What to produce - Please determine the number of lines in the material below that contain the word "object", and state it alone.

Input material -
+--

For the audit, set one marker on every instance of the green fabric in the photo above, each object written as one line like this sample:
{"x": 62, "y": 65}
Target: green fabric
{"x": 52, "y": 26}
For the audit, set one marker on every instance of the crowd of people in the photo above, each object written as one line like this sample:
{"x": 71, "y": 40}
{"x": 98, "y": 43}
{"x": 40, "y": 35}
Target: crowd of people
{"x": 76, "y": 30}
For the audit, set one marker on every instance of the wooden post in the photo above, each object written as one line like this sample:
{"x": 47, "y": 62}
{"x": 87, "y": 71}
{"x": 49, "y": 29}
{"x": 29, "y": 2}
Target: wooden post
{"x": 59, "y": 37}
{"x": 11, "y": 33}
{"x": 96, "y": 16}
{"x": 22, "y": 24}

+--

Reply - 3